WHAT IS REQUIRED - Please set out the items from the line with "Ground white logo" up to and including the line with "438, 157, 447, 176" as a two-column CSV headed item_text and answer, one row per item. Put each item's text and its answer in a single quoted field each, with line breaks replaced by spaces.
____
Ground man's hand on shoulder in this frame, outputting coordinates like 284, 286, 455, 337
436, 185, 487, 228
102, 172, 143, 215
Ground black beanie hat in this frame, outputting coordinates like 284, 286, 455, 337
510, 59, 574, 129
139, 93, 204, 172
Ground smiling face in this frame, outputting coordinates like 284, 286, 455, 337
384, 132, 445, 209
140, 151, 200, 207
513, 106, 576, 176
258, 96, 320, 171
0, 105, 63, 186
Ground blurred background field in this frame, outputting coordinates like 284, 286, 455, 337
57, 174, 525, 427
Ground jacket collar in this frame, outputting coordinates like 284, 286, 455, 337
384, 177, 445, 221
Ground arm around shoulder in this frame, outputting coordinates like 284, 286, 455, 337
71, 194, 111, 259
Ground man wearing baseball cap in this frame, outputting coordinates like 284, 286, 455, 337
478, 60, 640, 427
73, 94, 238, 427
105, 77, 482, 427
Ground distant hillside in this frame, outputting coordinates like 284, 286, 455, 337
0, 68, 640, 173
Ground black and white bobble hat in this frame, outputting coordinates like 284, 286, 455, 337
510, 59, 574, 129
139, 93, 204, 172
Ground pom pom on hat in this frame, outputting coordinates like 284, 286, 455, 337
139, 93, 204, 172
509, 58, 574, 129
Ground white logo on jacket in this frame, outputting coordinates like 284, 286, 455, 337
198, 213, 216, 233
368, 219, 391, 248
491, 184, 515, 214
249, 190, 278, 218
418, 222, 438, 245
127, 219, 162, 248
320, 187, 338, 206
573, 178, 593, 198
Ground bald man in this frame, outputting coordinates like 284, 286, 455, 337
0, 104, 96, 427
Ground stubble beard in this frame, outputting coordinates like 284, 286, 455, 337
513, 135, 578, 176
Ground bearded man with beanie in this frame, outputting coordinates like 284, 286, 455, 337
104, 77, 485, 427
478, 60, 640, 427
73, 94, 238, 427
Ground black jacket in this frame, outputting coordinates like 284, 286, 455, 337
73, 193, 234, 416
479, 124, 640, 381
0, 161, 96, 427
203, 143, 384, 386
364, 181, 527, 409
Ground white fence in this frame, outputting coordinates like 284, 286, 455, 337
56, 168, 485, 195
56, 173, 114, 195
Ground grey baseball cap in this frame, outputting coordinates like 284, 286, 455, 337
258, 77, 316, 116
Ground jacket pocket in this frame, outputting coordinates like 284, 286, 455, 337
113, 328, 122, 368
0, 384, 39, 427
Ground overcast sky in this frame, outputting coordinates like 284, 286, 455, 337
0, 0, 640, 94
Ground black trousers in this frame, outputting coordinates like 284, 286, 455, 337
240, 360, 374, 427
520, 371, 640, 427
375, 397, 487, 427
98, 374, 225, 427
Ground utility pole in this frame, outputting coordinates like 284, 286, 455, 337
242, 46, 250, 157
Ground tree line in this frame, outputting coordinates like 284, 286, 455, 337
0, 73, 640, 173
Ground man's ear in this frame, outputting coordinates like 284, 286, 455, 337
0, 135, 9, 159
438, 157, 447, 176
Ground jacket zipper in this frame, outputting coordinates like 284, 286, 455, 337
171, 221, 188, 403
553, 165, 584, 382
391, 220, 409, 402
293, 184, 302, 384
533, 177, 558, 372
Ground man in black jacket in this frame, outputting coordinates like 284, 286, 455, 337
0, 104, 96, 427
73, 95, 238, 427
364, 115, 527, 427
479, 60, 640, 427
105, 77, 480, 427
____
WRITTEN RESPONSE -
item_text,answer
"Ground white logo on jacket in this frame, outputting coordinates like 284, 286, 455, 337","198, 213, 216, 233 368, 219, 391, 248 491, 184, 515, 214 249, 190, 278, 218 418, 222, 438, 245 127, 219, 162, 248 320, 187, 338, 206 573, 178, 593, 198"
"Ground bald man in this frame, outputting coordinates like 284, 286, 455, 337","0, 104, 96, 427"
"Ground stubble beard in this frame, outputting coordinates like 284, 286, 455, 337","513, 135, 578, 176"
"Ground bearded man with beanie in this frame, outputting coordinates like 284, 286, 455, 337","104, 77, 485, 427 478, 60, 640, 427 73, 94, 238, 427"
"Ground black jacket in this frame, outputting coordinates like 284, 286, 455, 337","73, 193, 234, 416 479, 124, 640, 381 0, 161, 96, 427 203, 143, 384, 386 364, 181, 527, 409"
"Ground white fence in this frame, outputting coordinates like 284, 286, 455, 337","56, 168, 485, 195 56, 173, 114, 195"
"Ground grey baseball cap in this frame, outputting coordinates like 284, 286, 455, 337","258, 77, 316, 116"
"Ground jacket pocket in this frame, outputting coordinates like 284, 286, 455, 337","113, 328, 122, 368 0, 384, 39, 427"
"Ground overcast sky in this frame, outputting coordinates like 284, 286, 455, 337","0, 0, 640, 94"
"Ground black trousers in this frame, outputting coordinates like 284, 286, 455, 337","240, 360, 374, 427 520, 371, 640, 427 375, 397, 487, 427 98, 374, 225, 427"
"Ground utility pole in this frame, outputting coordinates like 284, 286, 455, 337","242, 46, 250, 157"
"Ground tree line in this frame, outputting coordinates like 284, 286, 455, 337","0, 73, 640, 173"
"Ground man's ear in this frame, outputting coordinates like 284, 286, 455, 337","0, 135, 9, 159 438, 157, 447, 176"